* [WHAT TO WORK ON]: Lines from the one containing "Where can you spot the wood plank" to the end of the data below are to be restated exactly, with both ends included and nothing else.

Image-grounded pointing data

-- Opening Marker --

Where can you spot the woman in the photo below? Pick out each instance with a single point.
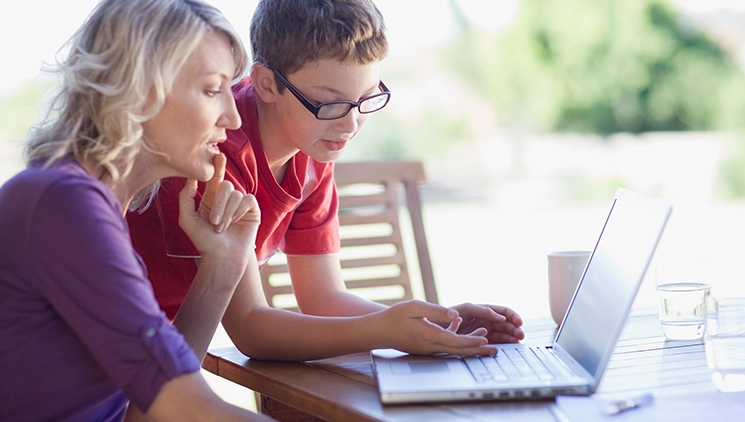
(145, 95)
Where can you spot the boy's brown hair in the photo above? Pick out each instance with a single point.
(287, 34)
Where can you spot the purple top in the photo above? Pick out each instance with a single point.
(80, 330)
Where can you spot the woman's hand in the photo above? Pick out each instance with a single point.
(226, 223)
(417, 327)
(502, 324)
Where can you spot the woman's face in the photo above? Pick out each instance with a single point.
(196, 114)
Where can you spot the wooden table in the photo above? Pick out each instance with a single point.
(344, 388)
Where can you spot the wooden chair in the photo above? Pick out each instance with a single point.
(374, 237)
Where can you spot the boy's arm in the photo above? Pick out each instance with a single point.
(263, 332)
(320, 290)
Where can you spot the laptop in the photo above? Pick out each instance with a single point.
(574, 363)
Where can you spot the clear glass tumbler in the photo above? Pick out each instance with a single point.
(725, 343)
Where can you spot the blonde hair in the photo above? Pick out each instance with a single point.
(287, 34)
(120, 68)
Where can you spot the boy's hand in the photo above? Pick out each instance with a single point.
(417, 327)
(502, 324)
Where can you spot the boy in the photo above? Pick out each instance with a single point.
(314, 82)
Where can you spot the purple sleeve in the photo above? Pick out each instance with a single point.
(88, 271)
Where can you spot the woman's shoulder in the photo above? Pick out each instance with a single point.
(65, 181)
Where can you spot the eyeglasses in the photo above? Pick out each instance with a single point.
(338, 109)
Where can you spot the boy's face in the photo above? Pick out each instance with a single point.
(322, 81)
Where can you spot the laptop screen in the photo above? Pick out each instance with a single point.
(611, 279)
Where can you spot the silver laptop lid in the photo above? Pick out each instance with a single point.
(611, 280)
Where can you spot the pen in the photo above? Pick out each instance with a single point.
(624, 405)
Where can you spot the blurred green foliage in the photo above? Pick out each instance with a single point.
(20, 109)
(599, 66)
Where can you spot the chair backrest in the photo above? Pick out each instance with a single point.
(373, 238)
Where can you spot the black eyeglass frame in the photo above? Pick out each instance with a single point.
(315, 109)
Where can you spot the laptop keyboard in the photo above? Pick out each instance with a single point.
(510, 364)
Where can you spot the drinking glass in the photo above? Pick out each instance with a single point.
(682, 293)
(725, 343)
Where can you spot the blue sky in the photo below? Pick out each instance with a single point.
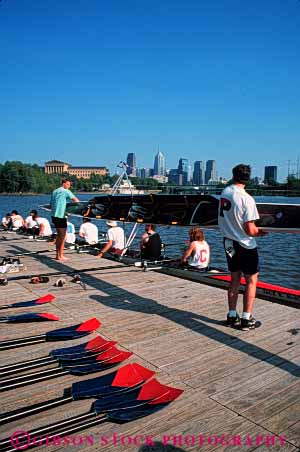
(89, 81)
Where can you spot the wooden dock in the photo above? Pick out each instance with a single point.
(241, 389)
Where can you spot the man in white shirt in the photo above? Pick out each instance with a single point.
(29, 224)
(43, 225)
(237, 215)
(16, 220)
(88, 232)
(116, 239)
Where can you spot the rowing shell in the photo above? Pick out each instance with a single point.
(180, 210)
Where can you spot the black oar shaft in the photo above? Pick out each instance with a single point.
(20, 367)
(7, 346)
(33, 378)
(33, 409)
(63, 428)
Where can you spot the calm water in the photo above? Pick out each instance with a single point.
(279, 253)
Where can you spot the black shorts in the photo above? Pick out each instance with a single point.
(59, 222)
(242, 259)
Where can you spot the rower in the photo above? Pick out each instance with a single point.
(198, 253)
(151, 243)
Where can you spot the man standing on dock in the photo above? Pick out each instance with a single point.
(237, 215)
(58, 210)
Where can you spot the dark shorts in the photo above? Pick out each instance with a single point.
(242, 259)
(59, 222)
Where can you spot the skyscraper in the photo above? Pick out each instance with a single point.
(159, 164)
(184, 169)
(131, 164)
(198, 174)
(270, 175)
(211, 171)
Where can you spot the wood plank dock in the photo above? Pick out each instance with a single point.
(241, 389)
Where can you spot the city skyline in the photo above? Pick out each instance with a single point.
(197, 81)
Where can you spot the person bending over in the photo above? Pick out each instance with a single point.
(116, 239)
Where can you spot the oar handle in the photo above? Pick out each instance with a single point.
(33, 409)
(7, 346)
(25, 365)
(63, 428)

-- Closing Marker --

* [SOLVED PROBLEM]:
Where can you spot the wood plank dock in the photo above? Pick out each instance with a single point.
(241, 389)
Where can you spot the city skyline in the photo above? Pick out each instance with a single point.
(197, 81)
Where can you spot the person bending over in the photo above? Pick out each instance with a single point.
(116, 239)
Where can you spot the oar handle in the photo above? Pick out each instance with a single point.
(33, 409)
(7, 346)
(25, 365)
(63, 428)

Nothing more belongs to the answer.